# Text shown
TLS server issues (Consul-k8s, vault secrets backend)

Hi all,

We are having some trouble getting ACLs to work properly. When we turn off manageSystemACLs consul starts fine and there are no issues. When we turn it on we are getting a whole bunch of errors. The weirdest one is that server-acl-init fails to connect to consul-server. We are using the vault secrets backend to generate the certificates.

server-acl-init pod:

{"@level":"error","@message":"Failure: calling /agent/self to get datacenter","@timestamp":"2022-05-25T08:50:47.768244Z","err":"Get \"https://global-consul-consul-server-0.global-consul-consul-server.default.svc:8501/v1/agent/self\": x509: certificate signed by unknown authority"}

We are writing the consul-ca secret before applying the helm chart. the value of consul-ca is:

apiVersion: v1
data:
  ca.crt: <secret>
kind: Secret
metadata:
  name: consul-ca
  namespace: default
type: Opaque

We created two PKI mounts:

pki/root-pki
pki/intermediate-pki

We followed the documentation here:

But it didn’t mention the CA PKI at all. It does mention it here: Generate mTLS Certificates for Consul with Vault | Consul - HashiCorp Learn

Instead of pki and pki_int we have:

pki/root-pki
pki/intermediate-pki

The value here is the same as we have in vault (pki/intermediate-pki/cert/ca).

The role we pass to the values (consul-global) has the following permissions:

data "vault_policy_document" "consul" {
  rule {
    path         = "secret/data/consul/*"
    capabilities = ["read", "update", "list"]
    description  = "Allow access to consul secrets"
  }
  rule {
    path         = "secret/consul/*"
    capabilities = ["read", "update", "list"]
    description  = "Allow access to consul secrets"
  }
  rule {
    path         = "/sys/mounts"
    capabilities = [ "read" ]
    description  = "allow all on /pki"
  }
  rule {
    path         = "/sys/mounts/pki/root-pki"
    capabilities = [ "read" ]
    description  = "allow all on /pki"
  }
  rule {
    path         = "/sys/mounts/pki/intermediate-pki"
    capabilities = [ "read" ]
    description  = "allow all on /pki"
  }
  rule {
    path         = "/pki/root-pki/"
    capabilities = [ "read" ]
    description  = "Read root PKI"
  }
  rule {
    path         = "/pki/root-pki/root/sign-intermediate"
    capabilities = [ "update" ]
    description  = "allow all on /pki"
  }
  rule {
    path         = "/pki/intermediate-pki/*"
    capabilities = [ "create", "read", "update", "delete", "list" ]
    description  = "allow all on /pki"

# Material shown
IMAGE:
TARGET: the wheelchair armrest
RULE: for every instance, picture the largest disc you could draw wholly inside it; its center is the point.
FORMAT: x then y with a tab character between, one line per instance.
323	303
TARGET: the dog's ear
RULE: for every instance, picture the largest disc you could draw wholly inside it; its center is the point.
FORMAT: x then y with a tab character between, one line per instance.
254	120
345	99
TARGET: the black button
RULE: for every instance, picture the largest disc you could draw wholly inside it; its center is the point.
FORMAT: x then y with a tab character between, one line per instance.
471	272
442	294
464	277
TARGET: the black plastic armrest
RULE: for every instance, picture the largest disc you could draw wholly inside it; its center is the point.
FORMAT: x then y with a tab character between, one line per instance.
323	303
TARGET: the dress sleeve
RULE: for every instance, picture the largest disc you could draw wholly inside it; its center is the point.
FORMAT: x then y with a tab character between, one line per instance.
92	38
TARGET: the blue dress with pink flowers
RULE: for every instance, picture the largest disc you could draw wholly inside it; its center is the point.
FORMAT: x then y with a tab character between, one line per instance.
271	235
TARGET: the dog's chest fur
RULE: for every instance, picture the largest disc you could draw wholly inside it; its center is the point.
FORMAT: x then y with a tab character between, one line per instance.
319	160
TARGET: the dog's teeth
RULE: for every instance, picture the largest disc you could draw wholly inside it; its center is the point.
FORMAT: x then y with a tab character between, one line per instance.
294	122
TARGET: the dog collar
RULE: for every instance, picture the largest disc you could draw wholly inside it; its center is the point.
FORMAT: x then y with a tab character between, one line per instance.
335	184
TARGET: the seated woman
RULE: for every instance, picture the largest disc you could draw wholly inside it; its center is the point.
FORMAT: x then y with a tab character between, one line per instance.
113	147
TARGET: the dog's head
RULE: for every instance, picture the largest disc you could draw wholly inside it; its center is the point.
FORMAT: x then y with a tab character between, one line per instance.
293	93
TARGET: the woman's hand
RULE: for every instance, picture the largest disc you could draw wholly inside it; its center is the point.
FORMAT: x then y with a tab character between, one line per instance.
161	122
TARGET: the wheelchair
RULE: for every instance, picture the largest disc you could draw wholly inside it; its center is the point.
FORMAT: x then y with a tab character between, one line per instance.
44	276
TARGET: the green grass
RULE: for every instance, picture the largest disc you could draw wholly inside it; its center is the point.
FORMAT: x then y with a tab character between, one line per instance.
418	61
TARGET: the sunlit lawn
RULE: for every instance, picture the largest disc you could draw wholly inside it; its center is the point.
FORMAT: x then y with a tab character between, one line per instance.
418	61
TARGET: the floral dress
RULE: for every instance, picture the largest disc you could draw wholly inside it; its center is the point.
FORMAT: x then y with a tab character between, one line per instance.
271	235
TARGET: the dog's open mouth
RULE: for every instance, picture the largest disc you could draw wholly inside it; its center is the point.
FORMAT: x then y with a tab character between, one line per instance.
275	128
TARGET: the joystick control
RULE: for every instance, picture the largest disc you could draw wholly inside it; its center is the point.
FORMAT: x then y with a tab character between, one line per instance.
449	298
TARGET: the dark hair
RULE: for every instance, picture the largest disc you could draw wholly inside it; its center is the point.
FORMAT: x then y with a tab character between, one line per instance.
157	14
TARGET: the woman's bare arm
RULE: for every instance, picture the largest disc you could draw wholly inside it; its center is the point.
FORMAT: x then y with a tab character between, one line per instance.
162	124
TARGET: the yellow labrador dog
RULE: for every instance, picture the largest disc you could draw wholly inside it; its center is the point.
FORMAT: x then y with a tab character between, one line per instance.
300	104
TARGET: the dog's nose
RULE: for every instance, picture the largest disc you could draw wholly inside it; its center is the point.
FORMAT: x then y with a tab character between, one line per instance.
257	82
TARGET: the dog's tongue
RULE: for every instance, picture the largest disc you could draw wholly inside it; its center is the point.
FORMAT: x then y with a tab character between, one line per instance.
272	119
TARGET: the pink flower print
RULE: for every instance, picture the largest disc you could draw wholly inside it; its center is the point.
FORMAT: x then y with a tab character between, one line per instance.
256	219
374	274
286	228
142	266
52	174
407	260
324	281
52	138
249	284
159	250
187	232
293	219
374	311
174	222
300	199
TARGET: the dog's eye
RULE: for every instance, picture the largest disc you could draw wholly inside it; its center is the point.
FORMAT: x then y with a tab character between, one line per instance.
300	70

# What is expected
In the Consul TLS thread, what error does the server-acl-init pod report when it calls /agent/self? The data isn't needed for this.

# Complete output
x509: certificate signed by unknown authority